WHAT TO PRODUCE: Please restate word for word the line holding "TARGET = person's hand" and every following line through the end of the entries.

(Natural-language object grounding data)

********************

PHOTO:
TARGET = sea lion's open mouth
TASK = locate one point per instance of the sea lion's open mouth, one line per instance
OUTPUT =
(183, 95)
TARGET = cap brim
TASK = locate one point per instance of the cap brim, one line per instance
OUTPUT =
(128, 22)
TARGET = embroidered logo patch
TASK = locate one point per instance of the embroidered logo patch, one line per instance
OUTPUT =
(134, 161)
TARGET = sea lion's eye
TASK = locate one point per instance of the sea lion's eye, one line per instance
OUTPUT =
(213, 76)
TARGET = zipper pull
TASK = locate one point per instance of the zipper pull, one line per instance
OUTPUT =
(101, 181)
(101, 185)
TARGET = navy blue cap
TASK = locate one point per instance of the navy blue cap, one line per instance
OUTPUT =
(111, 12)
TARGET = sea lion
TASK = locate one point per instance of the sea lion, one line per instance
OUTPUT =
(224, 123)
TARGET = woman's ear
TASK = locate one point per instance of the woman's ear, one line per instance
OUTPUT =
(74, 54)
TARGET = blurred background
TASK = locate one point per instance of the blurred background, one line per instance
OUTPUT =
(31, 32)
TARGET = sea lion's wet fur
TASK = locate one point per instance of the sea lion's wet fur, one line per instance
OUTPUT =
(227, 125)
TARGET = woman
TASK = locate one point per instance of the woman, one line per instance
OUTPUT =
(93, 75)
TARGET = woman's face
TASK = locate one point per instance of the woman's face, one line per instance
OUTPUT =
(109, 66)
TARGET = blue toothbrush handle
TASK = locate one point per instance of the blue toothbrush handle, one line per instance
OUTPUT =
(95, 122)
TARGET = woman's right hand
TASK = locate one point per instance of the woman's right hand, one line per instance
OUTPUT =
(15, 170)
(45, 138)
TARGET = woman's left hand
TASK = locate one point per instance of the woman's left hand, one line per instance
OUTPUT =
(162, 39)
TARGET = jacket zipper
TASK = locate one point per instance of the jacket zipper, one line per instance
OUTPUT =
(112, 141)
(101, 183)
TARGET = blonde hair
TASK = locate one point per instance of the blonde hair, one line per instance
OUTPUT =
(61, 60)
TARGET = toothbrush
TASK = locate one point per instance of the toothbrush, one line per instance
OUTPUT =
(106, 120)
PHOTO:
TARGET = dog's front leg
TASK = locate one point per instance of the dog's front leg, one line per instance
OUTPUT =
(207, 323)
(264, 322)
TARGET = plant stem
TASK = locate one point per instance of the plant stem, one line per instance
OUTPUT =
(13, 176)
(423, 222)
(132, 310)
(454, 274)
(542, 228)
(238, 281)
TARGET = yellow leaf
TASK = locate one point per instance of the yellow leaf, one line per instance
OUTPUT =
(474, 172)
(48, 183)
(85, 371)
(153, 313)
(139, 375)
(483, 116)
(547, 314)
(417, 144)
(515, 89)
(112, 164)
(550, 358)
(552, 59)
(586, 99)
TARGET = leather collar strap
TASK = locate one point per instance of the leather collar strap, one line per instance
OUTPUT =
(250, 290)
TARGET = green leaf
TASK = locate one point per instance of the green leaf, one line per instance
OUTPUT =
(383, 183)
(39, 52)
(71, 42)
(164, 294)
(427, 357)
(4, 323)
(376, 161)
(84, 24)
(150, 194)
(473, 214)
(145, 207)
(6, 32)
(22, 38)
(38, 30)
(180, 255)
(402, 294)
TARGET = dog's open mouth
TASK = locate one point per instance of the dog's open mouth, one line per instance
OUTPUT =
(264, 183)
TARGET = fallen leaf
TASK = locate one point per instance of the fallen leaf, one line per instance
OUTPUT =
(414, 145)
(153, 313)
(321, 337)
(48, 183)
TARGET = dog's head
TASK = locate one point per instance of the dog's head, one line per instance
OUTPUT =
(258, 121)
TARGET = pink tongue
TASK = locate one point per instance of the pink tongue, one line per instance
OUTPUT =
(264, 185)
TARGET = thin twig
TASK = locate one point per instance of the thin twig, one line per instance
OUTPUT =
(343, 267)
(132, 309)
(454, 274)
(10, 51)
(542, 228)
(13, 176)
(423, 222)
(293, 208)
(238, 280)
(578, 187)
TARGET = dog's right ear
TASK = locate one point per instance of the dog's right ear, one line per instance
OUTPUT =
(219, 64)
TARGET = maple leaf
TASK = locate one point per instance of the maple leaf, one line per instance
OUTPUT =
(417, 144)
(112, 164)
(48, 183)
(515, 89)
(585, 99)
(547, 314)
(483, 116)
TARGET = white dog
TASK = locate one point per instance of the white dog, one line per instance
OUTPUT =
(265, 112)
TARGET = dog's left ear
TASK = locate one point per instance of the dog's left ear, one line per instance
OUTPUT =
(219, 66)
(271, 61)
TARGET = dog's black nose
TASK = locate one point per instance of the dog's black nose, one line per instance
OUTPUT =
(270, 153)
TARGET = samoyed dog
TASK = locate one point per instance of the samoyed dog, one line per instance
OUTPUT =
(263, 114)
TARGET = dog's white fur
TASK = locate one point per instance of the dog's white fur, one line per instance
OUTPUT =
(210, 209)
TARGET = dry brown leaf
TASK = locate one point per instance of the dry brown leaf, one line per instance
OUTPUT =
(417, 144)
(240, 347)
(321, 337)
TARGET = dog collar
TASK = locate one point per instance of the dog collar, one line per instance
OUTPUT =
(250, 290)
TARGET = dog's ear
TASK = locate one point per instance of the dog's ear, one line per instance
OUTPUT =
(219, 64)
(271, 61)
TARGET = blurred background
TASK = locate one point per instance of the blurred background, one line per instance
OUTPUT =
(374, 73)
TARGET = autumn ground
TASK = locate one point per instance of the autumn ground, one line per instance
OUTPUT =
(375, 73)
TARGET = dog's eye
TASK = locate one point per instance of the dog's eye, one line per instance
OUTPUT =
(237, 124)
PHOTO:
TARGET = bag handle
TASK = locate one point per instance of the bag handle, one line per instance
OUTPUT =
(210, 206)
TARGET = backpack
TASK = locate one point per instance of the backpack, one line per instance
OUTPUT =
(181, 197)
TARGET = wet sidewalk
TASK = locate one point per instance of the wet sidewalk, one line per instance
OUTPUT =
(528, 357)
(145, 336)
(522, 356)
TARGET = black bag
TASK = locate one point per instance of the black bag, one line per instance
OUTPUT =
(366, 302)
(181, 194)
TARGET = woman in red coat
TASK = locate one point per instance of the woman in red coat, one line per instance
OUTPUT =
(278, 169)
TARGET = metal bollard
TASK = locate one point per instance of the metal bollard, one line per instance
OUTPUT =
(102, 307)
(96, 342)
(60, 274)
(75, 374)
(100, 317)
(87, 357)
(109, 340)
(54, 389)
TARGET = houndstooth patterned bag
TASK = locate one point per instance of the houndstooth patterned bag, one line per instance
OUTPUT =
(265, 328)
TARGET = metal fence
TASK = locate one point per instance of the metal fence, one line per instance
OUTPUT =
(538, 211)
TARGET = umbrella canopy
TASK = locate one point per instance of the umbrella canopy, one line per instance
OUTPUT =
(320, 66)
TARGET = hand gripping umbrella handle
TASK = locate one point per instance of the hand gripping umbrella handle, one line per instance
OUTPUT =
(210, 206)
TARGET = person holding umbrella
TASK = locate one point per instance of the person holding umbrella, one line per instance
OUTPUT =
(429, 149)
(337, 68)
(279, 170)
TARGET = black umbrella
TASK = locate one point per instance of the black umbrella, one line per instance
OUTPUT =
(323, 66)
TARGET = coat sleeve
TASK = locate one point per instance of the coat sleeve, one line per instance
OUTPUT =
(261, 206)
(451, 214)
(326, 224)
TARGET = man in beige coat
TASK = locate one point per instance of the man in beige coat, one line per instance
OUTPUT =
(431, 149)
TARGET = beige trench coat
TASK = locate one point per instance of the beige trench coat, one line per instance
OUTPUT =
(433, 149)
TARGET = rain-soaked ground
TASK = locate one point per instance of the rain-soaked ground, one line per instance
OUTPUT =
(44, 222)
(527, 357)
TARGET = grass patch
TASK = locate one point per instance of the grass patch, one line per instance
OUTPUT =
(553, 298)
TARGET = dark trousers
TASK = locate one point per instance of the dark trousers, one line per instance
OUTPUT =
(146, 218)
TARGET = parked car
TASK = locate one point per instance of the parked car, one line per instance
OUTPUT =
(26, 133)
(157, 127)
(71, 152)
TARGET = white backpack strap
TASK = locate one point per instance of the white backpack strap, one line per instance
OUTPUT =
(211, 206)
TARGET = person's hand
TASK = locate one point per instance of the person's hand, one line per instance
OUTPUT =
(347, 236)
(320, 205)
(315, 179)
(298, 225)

********************

TASK SOLUTION:
TARGET = person's hand
TASK = locate one point per instance of the person's hand, one line per instance
OUTPUT =
(347, 236)
(320, 205)
(315, 179)
(298, 225)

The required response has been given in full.